__EXERCISE 1__
Update the passage on the Urban Archives from "Established by the" up to and including "anniversary this year.", replacing "50th anniversary" with "golden anniversary".
__EXERCISE 2__
Answer these questions using the passage on the Urban Archives.
(a) In what year did Ken Finkel run into Chuck Isaacs in Center City?
(b) Who was Finkel's boss at the Library Company of Philadelphia?
(c) In what year did the history department establish the Urban Archives?

__TEXT PASSAGE__
Back in 1980, Ken Finkel ran into former Inquirer photographer Chuck Isaacs in Center City.
Isaacs told Finkel the Inquirer and the Daily News were getting rid of their “photograph morgue,” which was the newspapers’ collection of thousands of old photos from past print issues.
Finkel was working for the Library Company of Philadelphia at the time and convinced his boss, Edwin Wolf 2nd, to help save some of the photos. Wolf called an old friend who owned a moving and storage company to ask if he could temporarily store the photos.
After a few years in storage, they finally made their way to the Urban Archives, a part of Temple University Libraries’ Special Collections Research Center.
“It’s like pulling something back from the edge of oblivion,” said Finkel, a history professor. “I was always proud to be part of that because otherwise they would’ve been gone forever.”
Established by the history department in 1967 and incorporated into Temple University Libraries five years later, the Urban Archives celebrates its 50th anniversary this year.

[Dataset excerpts on object pointing]
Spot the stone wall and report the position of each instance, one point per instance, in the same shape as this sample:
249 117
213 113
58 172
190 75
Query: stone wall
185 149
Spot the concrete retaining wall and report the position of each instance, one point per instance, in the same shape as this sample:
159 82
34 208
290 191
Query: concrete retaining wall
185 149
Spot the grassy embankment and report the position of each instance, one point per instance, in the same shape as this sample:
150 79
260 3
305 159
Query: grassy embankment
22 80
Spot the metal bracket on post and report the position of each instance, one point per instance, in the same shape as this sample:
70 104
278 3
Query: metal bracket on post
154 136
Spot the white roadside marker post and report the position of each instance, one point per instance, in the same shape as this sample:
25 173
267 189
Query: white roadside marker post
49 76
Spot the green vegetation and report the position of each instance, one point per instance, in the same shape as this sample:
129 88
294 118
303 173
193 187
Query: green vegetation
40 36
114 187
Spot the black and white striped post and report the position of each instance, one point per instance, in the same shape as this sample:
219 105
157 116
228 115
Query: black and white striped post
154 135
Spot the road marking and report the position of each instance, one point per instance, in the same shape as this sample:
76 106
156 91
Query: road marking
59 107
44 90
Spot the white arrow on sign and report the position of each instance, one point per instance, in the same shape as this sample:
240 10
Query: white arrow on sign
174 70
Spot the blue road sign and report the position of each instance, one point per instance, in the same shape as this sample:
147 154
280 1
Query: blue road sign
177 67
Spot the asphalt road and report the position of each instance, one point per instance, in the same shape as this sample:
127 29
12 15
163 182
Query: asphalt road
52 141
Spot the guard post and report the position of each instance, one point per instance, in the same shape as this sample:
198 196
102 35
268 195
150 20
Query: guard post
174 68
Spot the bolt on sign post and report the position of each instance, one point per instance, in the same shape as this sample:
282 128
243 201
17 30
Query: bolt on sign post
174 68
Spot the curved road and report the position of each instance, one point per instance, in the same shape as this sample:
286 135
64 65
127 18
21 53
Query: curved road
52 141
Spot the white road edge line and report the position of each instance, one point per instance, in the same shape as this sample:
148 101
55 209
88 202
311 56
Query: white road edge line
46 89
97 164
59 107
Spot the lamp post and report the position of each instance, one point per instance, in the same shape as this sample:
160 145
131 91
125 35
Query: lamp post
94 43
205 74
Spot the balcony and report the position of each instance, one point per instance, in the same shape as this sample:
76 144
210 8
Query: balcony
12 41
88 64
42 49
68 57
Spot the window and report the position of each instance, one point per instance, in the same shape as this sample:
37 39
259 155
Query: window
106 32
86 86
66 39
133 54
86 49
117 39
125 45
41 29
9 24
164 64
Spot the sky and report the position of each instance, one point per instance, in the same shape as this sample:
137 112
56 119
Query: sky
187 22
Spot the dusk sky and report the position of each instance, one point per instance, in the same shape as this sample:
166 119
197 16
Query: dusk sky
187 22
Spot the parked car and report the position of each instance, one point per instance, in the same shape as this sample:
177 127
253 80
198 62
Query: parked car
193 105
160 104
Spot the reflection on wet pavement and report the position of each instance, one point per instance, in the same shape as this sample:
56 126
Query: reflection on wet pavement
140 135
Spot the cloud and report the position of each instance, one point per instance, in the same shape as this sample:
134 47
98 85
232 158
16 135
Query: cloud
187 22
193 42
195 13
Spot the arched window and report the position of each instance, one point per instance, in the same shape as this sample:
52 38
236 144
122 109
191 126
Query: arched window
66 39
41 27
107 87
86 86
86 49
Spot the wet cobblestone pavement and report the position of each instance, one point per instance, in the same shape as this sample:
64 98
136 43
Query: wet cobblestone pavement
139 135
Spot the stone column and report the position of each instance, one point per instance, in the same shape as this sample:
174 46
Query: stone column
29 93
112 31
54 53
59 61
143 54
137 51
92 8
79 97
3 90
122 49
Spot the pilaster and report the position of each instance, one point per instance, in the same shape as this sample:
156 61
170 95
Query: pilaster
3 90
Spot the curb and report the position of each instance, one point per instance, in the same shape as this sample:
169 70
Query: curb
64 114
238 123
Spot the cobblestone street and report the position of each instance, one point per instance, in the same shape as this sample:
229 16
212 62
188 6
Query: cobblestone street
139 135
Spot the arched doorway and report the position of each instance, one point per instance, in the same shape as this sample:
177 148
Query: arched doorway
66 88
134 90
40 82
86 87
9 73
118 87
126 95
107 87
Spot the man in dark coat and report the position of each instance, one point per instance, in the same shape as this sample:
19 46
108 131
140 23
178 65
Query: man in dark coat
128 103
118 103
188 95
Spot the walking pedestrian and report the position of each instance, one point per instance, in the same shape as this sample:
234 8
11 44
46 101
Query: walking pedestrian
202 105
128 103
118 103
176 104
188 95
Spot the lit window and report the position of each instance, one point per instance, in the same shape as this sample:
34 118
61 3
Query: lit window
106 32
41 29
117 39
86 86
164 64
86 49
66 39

__FULL RESPONSE 1__
Established by the history department in 1967 and incorporated into Temple University Libraries five years later, the Urban Archives celebrates its golden anniversary this year.

__FULL RESPONSE 2__
(a) 1980
(b) Edwin Wolf 2nd
(c) 1967